> [Activity]: Repeat the entire listing exactly.

> [Dataset excerpts]:
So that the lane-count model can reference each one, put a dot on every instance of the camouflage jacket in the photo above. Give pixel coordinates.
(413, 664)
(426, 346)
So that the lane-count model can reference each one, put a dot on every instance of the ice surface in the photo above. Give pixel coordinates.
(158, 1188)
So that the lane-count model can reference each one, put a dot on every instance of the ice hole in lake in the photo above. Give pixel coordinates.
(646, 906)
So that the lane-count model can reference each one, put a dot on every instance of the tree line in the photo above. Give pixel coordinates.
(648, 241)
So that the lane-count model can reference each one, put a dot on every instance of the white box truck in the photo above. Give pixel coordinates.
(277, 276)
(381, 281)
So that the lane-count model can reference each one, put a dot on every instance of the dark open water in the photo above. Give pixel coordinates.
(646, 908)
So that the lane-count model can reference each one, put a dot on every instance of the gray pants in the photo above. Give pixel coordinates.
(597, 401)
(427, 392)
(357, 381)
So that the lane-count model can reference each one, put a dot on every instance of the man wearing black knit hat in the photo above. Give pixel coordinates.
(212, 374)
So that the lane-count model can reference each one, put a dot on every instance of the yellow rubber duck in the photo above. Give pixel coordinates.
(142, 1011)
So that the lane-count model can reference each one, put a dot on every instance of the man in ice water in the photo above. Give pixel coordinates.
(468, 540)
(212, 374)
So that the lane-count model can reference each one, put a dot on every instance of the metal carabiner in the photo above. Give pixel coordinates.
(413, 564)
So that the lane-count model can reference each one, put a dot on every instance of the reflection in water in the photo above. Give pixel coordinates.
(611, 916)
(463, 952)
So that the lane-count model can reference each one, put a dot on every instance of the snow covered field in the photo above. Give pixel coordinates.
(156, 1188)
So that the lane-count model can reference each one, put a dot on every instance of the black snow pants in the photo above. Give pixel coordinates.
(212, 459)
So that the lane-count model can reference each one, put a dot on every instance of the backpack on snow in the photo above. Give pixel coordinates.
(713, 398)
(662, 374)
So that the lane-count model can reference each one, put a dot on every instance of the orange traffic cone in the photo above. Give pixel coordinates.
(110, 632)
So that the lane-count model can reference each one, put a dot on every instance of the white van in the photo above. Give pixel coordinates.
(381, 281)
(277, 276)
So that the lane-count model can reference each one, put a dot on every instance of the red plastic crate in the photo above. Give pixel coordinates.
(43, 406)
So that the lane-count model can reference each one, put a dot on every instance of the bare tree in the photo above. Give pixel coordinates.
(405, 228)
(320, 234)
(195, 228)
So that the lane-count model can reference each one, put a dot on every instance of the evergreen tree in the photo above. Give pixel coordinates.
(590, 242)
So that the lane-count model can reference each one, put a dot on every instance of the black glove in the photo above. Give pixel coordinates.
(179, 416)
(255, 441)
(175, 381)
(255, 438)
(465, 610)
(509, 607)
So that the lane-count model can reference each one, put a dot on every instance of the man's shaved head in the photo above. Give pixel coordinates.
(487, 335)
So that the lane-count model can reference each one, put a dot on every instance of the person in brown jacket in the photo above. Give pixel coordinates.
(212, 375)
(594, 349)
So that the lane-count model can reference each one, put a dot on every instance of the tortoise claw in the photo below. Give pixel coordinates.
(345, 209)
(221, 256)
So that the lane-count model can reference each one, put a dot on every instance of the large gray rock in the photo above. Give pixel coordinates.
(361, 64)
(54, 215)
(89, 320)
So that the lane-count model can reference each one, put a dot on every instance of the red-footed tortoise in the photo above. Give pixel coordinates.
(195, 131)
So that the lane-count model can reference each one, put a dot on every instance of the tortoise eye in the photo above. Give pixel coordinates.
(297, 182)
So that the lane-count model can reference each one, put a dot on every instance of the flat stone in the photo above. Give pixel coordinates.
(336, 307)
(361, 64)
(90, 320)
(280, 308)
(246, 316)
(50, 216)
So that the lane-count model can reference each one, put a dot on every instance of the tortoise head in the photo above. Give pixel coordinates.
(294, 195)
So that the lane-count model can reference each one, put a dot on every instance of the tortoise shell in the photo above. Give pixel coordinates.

> [Exercise solution]:
So that the lane-count model can reference each one, put a dot on every instance of the camouflage jacket in the photo above. Give pixel coordinates.
(413, 664)
(426, 346)
So that the lane-count model can reference each one, put a dot on every instance of the ice surface in the photo above. Give pixel coordinates.
(158, 1188)
So that the lane-count model can reference each one, put a dot on every instance of the ice hole in lake in the photo above. Give pixel coordinates.
(646, 906)
So that the lane-count model can reference each one, put a dot on every instance of the tree line in the photo above. Give pixel coordinates.
(648, 241)
So that the lane-count model can reference each one, put a dot on every instance of the white box truck in the photo above. Give pixel coordinates.
(277, 276)
(381, 281)
So that the lane-count model can reference each one, put a dot on every instance of the dark open water in the photo above. Give pixel coordinates.
(646, 908)
So that the lane-count model can reference each one, put a dot on every instance of the gray pants in the photo above. Give pixel coordinates.
(597, 401)
(427, 392)
(357, 381)
So that the lane-count model can reference each one, put a dot on every instance of the man wearing black knit hat in the photo above. Give pixel coordinates.
(212, 374)
So that the lane-count model can reference each one, put a dot on every instance of the yellow rubber duck in the photo above. Give pixel coordinates.
(142, 1011)
So that the lane-count model can reference each one, put a dot on every instance of the man in ice water in the photo above. Give pixel coordinates.
(468, 540)
(212, 374)
So that the lane-count model can reference each one, put a dot on every instance of the metal carabiner in the photo above. Give pixel coordinates.
(413, 564)
So that the lane-count model can reference each one, put a dot on every instance of the reflection in water in the photo above. Give pixel coordinates.
(611, 916)
(463, 952)
So that the lane-count model can reference each one, put a dot on every instance of the snow covered field in the photo above. Give pixel coordinates.
(156, 1188)
So that the lane-count model can reference each one, put a dot on every instance of the black snow pants in the photo above. Give pixel coordinates.
(212, 459)
So that the lane-count model can reference each one, put a dot on every instance of the backpack on snow in the photo above. Give pixel coordinates.
(713, 398)
(662, 374)
So that the lane-count model can reference each one, put a dot on every instance of the orange traffic cone in the photo above. Give pixel coordinates.
(110, 632)
So that the lane-count model can reference each one, put a dot on every instance of the white van in the photo above. Give pixel coordinates.
(381, 281)
(277, 276)
So that the lane-count model can reference each one, put a dot on every instance of the red plastic crate in the photo above. Give pixel coordinates.
(43, 406)
So that the lane-count model can reference each one, put a dot on every instance of the bare tree in the photo above. Give pixel coordinates.
(405, 228)
(320, 234)
(195, 228)
So that the lane-count model can reference each one, put a dot on every instance of the evergreen tree in the photo above. Give pixel coordinates.
(590, 242)
So that the lane-count model can reference each one, put a dot on every instance of the black glove in the photo above. Give pixel coordinates.
(179, 416)
(255, 441)
(175, 381)
(255, 438)
(465, 610)
(509, 607)
So that the lane-count model can reference each one, put a dot on every instance of the man's shaved head in the photo above. Give pixel coordinates.
(487, 335)
So that the lane-count model can reference each one, put a dot on every instance of the person in brown jacket in the photo above. Give pixel coordinates.
(212, 375)
(594, 349)
So that the lane-count model can reference each one, put a dot on every instance of the tortoise claw in the photo below. Give pixel coordinates.
(345, 209)
(221, 256)
So that the lane-count model can reference each one, put a dot on every instance of the large gray rock in the photo above. Give pixel coordinates.
(361, 64)
(54, 215)
(89, 320)
So that the lane-count model can reference each one, put a dot on every instance of the red-footed tortoise in the photo above. Give pixel coordinates.
(195, 131)
So that the lane-count model can reference each one, put a dot on every instance of the tortoise eye in the photo above. Give pixel coordinates.
(297, 182)
So that the lane-count model can reference each one, put a dot on every instance of the flat stone in the photo above. Give pixel coordinates.
(336, 307)
(361, 64)
(90, 320)
(280, 308)
(246, 316)
(50, 216)
So that the lane-count model can reference each one, put a dot on every instance of the tortoise head in the photo above. Give pixel coordinates.
(294, 195)
So that the lane-count model can reference each one, put a dot on every instance of the tortoise shell in the photo above. Give pixel coordinates.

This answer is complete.